EXTRACTED TEXT
◇ ◇ ◇ ◇ ◇

In his seminal text African Art in Transit, scholar Christopher B. Steiner explains the way museums concretize perceptions that the greatest achievements of the global south were only made during antiquity, and that the accomplishments of the western world will always be principal considerations by ignoring or minimally acknowledging continual cultural production elsewhere. “While western notions about the authenticity of African art are constructed by privileging aesthetic forms imagined to have existed in the past—worlds that never were but might have been—African beliefs about Western authenticity are projected into the future—worlds that aren’t yet but someday could be,” he writes. To add insult to injury, questionable provenance and few disclosures by institutions about the troubled history of how these cultural artifacts were acquired exacerbates global demands for atonement. Colonialism was a cancer that crowned itself civilization.
Museums have been prominent preservers of the colonial mythos, but history is older than western empires, and older still than the dominance those nations proclaimed across the globe. Orienting history from the west invalidates the rest of the world, where centuries of unique invention and innovation in the global south are synthesized into decontextualized antiquities, where masks, statues, jewelry, textiles, and ritual paraphernalia from pre-colonial cultures are considered primitive by western standards. The “othered” continents—Africa, Asia, South America, the Caribbean and Pacific Islands—are relegated to separate wings with catch-all labels like African Art or Asian Art, erasing nuance and compounding continents into monolithic regions within colonial projects.

◇ ◇ ◇ ◇ ◇

MATERIAL SUPPLIED
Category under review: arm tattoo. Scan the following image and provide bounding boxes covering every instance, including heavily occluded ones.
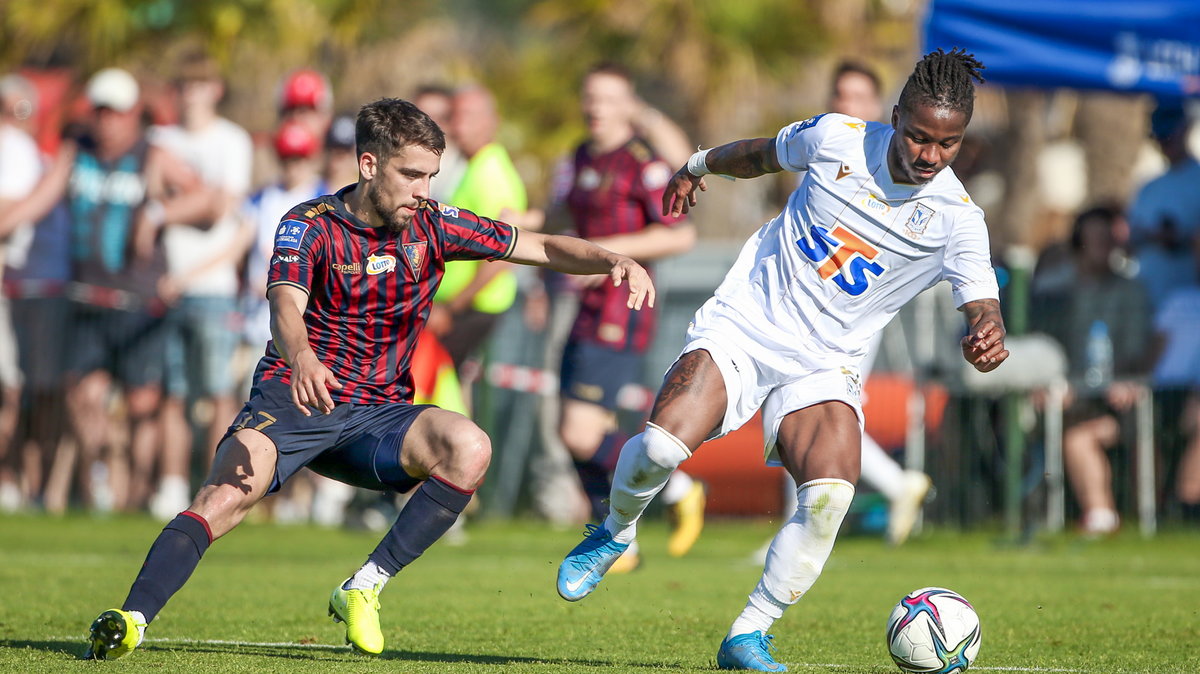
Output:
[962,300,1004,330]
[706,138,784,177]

◇ ◇ ◇ ◇ ◇

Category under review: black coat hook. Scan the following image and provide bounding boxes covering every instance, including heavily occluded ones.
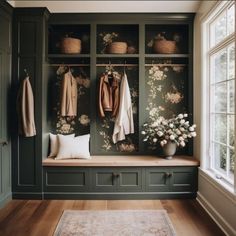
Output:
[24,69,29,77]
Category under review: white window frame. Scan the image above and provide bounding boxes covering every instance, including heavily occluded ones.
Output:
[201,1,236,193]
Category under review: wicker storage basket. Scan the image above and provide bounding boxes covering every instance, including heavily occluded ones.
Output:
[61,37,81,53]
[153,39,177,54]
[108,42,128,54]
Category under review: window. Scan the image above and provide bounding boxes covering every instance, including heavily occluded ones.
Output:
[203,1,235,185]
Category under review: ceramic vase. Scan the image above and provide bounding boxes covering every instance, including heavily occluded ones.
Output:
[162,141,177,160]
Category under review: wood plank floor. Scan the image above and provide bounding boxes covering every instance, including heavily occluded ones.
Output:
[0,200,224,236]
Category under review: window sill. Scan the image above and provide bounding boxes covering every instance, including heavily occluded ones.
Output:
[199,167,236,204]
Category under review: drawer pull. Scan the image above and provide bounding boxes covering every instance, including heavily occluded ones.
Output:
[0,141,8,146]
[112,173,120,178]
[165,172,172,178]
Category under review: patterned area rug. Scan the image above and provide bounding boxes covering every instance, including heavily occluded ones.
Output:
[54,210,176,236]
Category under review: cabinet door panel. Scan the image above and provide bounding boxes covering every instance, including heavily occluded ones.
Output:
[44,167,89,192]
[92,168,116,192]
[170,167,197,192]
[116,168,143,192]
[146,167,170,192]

◇ ◇ ◇ ◇ ◇

INSTRUCTIONS
1 > Rewrite everything in the passage on museums and colonialism from "Museums have been" down to "within colonial projects.", putting "blanket" in place of "catch-all".
2 > Continue the passage on museums and colonialism from its final sentence.

RESULTS BY TASK
1 >
Museums have been prominent preservers of the colonial mythos, but history is older than western empires, and older still than the dominance those nations proclaimed across the globe. Orienting history from the west invalidates the rest of the world, where centuries of unique invention and innovation in the global south are synthesized into decontextualized antiquities, where masks, statues, jewelry, textiles, and ritual paraphernalia from pre-colonial cultures are considered primitive by western standards. The “othered” continents—Africa, Asia, South America, the Caribbean and Pacific Islands—are relegated to separate wings with blanket labels like African Art or Asian Art, erasing nuance and compounding continents into monolithic regions within colonial projects.

2 >
Recent requests for the repatriation of artifacts pillaged by the Dutch, British, French, and Americans back to formerly colonized nations have largely not been honored. Last year, artist and Congolese activist Mwazulu Diyabanza staged several protests and three interventions in which he attempted to walk out of the Musée du Quai Branly-Jacques Chirac and the Louvre (Paris) and the Museum of Africa, Oceanic and Native American Arts (Marseille) with artifacts he believed were obtained unethically. His protests were met with litigation from the museums that resulted in €6,000 in fines (more than $7,200 USD) and a few days in jail while he awaited trial.